■ REQUIREMENTS
Leave out the pictures and copy each record below exactly.

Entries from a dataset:
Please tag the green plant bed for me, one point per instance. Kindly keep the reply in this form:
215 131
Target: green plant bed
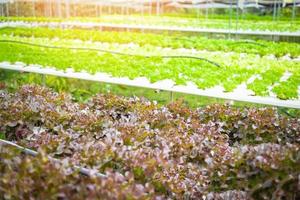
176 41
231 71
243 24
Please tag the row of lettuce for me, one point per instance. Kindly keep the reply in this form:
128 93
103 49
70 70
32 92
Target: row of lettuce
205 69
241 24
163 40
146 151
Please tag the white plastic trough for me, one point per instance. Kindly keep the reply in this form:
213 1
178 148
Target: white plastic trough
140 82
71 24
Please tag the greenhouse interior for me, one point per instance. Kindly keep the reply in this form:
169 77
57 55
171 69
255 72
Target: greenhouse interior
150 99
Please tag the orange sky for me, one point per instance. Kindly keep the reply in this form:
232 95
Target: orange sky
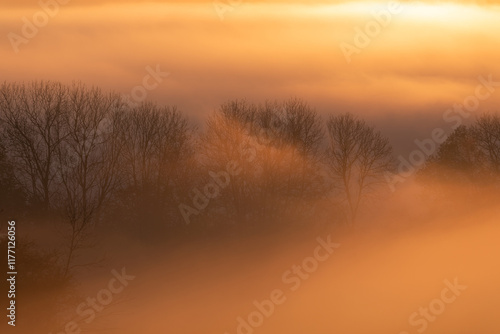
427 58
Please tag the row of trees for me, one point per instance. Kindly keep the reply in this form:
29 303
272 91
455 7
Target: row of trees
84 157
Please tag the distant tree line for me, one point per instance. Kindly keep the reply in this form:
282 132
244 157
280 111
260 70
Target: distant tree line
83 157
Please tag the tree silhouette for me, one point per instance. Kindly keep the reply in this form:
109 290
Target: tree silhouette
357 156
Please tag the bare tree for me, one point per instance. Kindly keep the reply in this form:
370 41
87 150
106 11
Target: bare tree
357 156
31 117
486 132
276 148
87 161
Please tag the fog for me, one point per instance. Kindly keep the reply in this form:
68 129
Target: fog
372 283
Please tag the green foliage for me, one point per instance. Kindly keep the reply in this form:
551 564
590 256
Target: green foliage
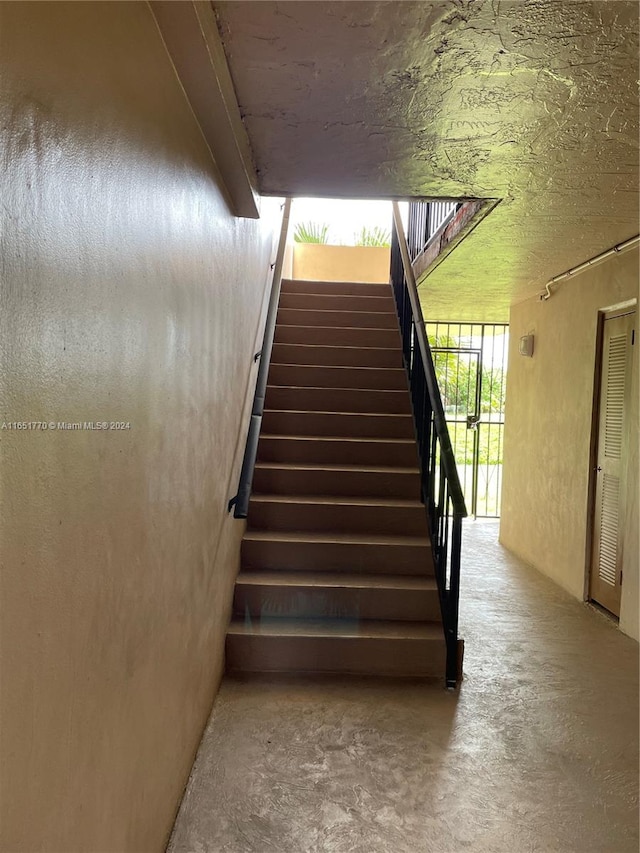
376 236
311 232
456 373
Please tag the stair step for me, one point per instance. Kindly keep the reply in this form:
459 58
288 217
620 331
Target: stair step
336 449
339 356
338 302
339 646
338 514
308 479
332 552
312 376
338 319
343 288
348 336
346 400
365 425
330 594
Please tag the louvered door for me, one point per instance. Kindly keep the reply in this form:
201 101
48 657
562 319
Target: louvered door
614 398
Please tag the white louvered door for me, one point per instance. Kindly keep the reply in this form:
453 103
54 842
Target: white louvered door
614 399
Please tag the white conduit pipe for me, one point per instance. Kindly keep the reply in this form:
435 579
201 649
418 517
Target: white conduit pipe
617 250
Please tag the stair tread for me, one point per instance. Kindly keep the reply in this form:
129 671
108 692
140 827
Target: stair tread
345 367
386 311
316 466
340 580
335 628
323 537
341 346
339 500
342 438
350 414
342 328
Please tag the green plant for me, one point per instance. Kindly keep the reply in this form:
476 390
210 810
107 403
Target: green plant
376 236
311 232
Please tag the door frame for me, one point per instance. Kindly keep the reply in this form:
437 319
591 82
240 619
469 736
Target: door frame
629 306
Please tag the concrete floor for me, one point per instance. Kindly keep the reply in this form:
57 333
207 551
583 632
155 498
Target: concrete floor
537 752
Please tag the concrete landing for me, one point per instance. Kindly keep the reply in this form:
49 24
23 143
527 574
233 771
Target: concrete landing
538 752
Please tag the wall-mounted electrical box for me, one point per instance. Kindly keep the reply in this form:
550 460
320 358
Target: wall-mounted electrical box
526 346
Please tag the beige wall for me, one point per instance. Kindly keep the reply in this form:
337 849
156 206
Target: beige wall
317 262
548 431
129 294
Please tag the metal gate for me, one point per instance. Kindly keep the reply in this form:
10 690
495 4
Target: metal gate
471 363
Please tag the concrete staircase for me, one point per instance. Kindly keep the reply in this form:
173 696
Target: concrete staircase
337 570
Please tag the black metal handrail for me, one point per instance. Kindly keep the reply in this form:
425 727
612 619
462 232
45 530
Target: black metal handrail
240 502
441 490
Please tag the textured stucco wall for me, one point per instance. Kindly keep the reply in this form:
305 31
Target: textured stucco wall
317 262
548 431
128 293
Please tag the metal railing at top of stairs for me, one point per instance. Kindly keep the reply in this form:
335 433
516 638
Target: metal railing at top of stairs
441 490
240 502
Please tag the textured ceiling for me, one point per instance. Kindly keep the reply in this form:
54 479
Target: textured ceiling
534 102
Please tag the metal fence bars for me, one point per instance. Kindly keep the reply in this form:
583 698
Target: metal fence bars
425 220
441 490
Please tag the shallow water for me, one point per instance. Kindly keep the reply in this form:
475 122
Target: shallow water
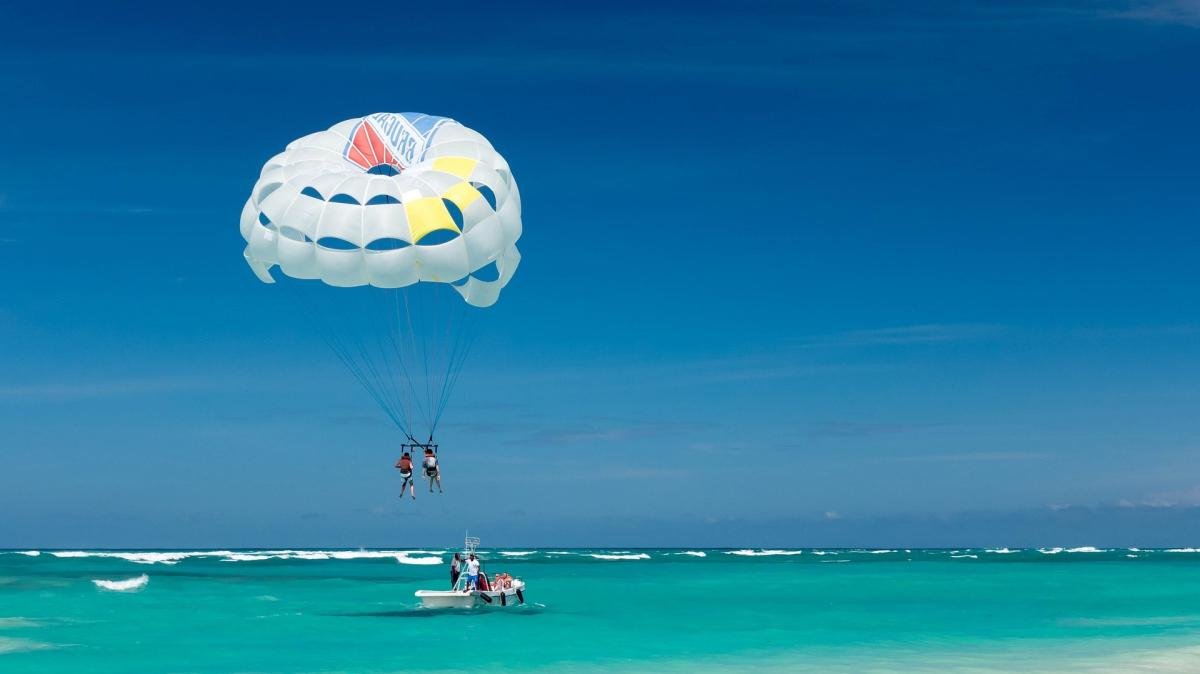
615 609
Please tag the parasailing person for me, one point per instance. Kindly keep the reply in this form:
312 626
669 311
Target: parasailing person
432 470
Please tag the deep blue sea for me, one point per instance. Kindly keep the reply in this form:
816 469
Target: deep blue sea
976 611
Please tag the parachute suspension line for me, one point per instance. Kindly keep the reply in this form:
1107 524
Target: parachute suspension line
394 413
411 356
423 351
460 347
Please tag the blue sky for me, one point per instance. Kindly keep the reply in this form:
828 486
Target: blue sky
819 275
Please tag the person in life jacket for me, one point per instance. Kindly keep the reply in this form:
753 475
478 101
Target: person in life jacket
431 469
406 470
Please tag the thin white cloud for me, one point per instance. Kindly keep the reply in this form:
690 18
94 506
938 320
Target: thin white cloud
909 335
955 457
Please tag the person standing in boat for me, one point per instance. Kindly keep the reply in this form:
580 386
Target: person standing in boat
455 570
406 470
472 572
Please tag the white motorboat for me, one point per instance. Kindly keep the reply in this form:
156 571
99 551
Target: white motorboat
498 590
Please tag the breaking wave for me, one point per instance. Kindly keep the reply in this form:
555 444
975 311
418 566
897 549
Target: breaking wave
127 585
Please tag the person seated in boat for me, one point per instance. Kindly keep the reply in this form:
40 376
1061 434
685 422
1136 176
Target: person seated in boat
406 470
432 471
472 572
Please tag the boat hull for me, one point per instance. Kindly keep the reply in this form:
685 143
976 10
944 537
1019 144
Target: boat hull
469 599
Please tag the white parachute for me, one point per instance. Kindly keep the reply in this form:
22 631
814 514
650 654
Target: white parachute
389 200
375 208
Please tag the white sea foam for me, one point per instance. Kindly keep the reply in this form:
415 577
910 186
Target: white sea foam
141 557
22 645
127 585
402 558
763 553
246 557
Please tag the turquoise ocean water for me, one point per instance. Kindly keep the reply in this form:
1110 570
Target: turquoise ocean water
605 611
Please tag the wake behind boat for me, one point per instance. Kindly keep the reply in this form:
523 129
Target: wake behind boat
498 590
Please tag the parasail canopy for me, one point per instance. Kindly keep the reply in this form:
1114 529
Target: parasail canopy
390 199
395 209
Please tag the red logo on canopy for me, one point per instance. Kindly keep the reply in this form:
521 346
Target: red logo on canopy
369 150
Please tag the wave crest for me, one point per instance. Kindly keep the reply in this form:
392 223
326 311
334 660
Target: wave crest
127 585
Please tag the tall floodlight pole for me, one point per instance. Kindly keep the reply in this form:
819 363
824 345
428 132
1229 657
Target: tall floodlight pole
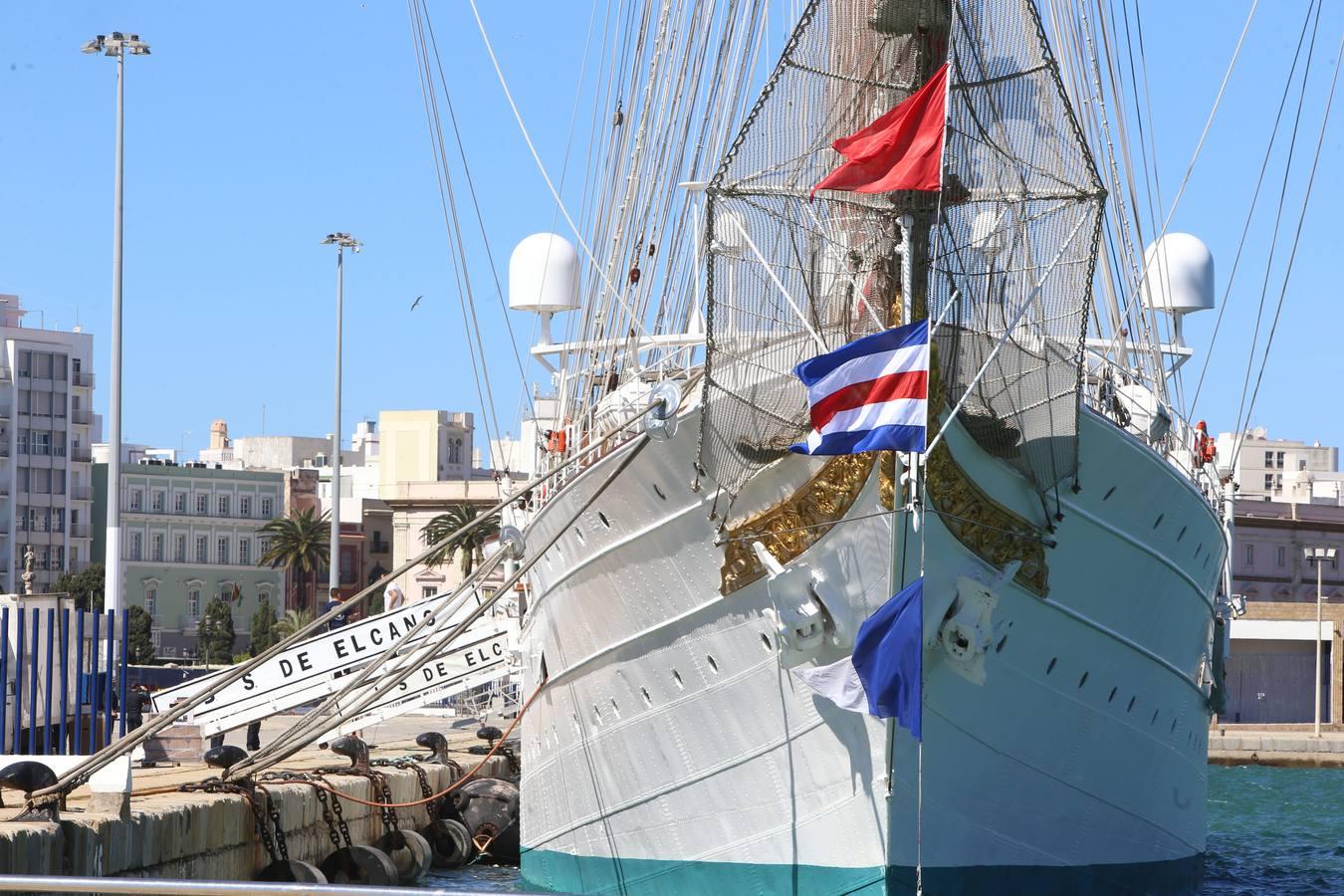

■ FINISHED EXERCISE
Please tag the green plant bed for me, one point per instance. Kindly keep the reply in this form:
215 131
Target: green plant bed
176 41
231 71
243 24
Please tag the row of lettuce for me, one point per instance. Kindly keep the reply in this form:
128 93
103 49
70 70
32 92
Target: row of lettuce
205 69
241 24
163 40
146 151
Please tag the white plastic trough for me, one point per instance. Kindly keep the reply in this form:
213 1
178 148
Target: white plastic trough
140 82
71 24
Please tag the greenhouse interior for me, one point per instance. Kindly keep the reply in this form:
169 77
57 55
171 69
255 72
Target: greenhouse interior
150 99
Please tag the orange sky for me, one point per instance. Kindly keep the reply in this form:
232 95
Target: orange sky
427 58
Please tag the row of trees for me, one point per instance. Kindly keep the reply in this form:
29 303
272 91
455 7
Target: row of trees
84 157
Please tag the distant tree line for me, one point per instance. Kindly keep the reply in this form:
282 132
244 157
280 111
260 70
Target: distant tree line
83 157
Please tag the tree silhouette for me, one point per instance. Kindly keep the reply in this form:
109 290
Target: tree silhouette
357 156
Please tag the bare tree for me, one point per instance. Kindly keep the reply in this form:
370 41
87 150
106 11
Target: bare tree
357 156
31 117
486 132
276 148
87 161
Please tag the fog for me, one point per instance. Kindly keep the reply in this form:
68 129
Target: fog
372 283
Please tag the green foliage for me, one point per instance. Kindly keep the reply in this form:
551 564
590 256
Target: green foliage
376 236
311 232
456 373
Please tag the stair step for me, one point per instance. Kindly keep the reply in this form:
459 58
288 217
620 331
Target: stair step
336 449
339 356
338 302
339 646
338 514
308 479
332 552
312 376
338 319
343 288
348 336
346 400
365 425
330 594
Please tag the louvered door for me, one point per instance. Kindly keep the reply in this form:
201 101
48 657
562 319
Target: louvered door
614 398
Please tag the white louvered door for me, one point per instance. Kindly keep the reply in this form:
453 103
54 842
Target: white louvered door
614 399
Please tag the white conduit pipe for me, one point per instance. Kindly keep the reply in this form:
435 579
201 649
418 517
Target: white conduit pipe
617 250
Please tag the stair tread for me, one point per instance. Kindly keep the reply in this form:
129 671
108 692
140 827
Target: stair tread
345 367
386 311
316 466
340 580
335 628
323 537
341 346
339 500
342 438
350 414
342 328
Please tag the green plant for me, one point per instance. Kindly keep the reply in this form:
476 390
210 810
107 403
Target: green plant
376 236
311 232
Please tag the door frame for me, one point per instance. Kindly keep the reply in this form:
437 319
591 82
240 619
469 736
Target: door frame
629 306
Please tag the concrete floor for me, one point per instance. Kindly keep the reply in this form:
57 333
207 551
583 632
155 498
Target: concrete floor
537 752
Please tag the concrete landing for me, one point per instance. Kindly keep the reply in this form:
49 24
23 143
527 574
233 771
Target: concrete landing
538 752
Please tag the wall-mounted electrical box for me, one point per instance. Kindly keep the reply in this form:
550 460
320 358
Target: wall-mounted electrical box
526 346
Please tag the beige wall for me, one point per instance. Kindly keep the reply in this form:
337 849
156 206
Target: beige wall
317 262
548 431
129 294
Please tag the metal gate for me, one point per instance. Kindly keep the reply in this form:
10 690
495 4
Target: metal gate
471 363
Please tag the concrete staircase for me, one point per instance. Kindly keep the reply in this form:
173 696
Target: concrete staircase
337 570
Please tag the black metal handrail for me, one point per instance. Kindly keep the reply in this form:
425 727
612 619
462 232
45 530
Target: black metal handrail
240 502
441 490
Please tag the textured stucco wall for me, one point per instance. Kindly keep the reply in this form:
305 31
Target: textured stucco wall
317 262
548 431
128 293
Please tag the metal railing at top of stairs for me, one point per instance. Kindly keep the reply in this form:
335 433
516 638
Target: metal railing at top of stairs
441 490
240 502
Please tag the textured ceiling for me, one point per instance. Kindly keep the reply in this form:
54 479
Target: textured ceiling
534 102
Please tag the metal fence bars for me, one point per instance. Kindly keep the reply in this form:
583 698
Target: metal fence bars
425 220
441 490
Please tag the shallow water for me, one point per instance. Kindly keep the reply in this form:
475 122
Target: shallow water
615 609
Please tag the parasailing person for me, one point per instance. Kindly keep the reply in this form:
312 626
669 311
Target: parasailing person
432 470
Please tag the deep blue sea for me, one point per instance. Kindly keep the reply in this form:
816 469
Target: deep blue sea
976 611
Please tag the parachute suspension line for me, one point per instance. Kindly keep the reply in this form:
1107 524
Target: parachute suspension line
394 413
411 356
423 351
460 347
Please tag the blue sky for me, one point per instance. Kindly keep the reply in this form:
828 486
Target: blue sky
819 275
Please tag the person in life jacket for me, one point per instance. Kindly keep the reply in this form:
753 475
478 101
Target: person in life jacket
431 469
406 470
Please tag the thin white cloud for me, one point per instance. Kindly keep the reply in this form:
690 18
94 506
938 320
Target: thin white cloud
909 335
955 457
Please tag the person standing in boat for me, one point per instance. Kindly keep the reply in this form:
580 386
Target: person standing in boat
455 570
406 470
472 572
Please tag the white motorboat for me, one point per instance. Kindly keep the reply in this form:
156 571
99 551
Target: white motorboat
498 590
Please tag the breaking wave for me, one point per instance. Kindly keep the reply in this form:
555 444
975 311
418 566
897 549
Target: breaking wave
127 585
Please tag the person seated in boat for me, one point per instance. Kindly keep the reply in this form:
40 376
1061 434
685 422
1136 176
Target: person seated in boat
406 470
432 471
472 572
Please tag the boat hull for me, one point per instance. Kindly keep the reply in this form:
685 143
976 10
944 537
1019 144
Target: boat hull
469 599
Please tag the white parachute for me, one point per instance. Kindly keep the reply in this form:
22 631
814 514
650 654
Target: white parachute
389 200
375 208
Please tag the white sea foam for me, one point per instance. Kindly keep the reply in this form:
415 577
910 186
Target: white sea foam
141 557
22 645
127 585
402 558
763 553
246 557
Please tag the turquoise ocean water for me, one point per instance. Kindly keep the reply in this form:
1110 570
Target: turquoise ocean water
605 611
Please tag the wake behind boat for me, one point per instance. Kindly keep the reply in this form:
523 129
Target: wake behind boat
498 590
Please tag the parasail canopy for me, one point per instance. Kindly keep the reply in this form:
1114 529
Target: parasail canopy
390 199
395 209
Please tag the red logo on canopy for me, one point per instance. Kindly keep the reply in this form:
521 346
Target: red logo on canopy
369 150
Please tag the wave crest for me, one point per instance. Kindly keep the reply in this form:
392 223
326 311
334 660
Target: wave crest
127 585
Please tag the tall floodlight pole for me, one point per instance. Kindly keep the reply in this form:
819 363
824 345
428 132
1229 657
Target: tall floodlight pole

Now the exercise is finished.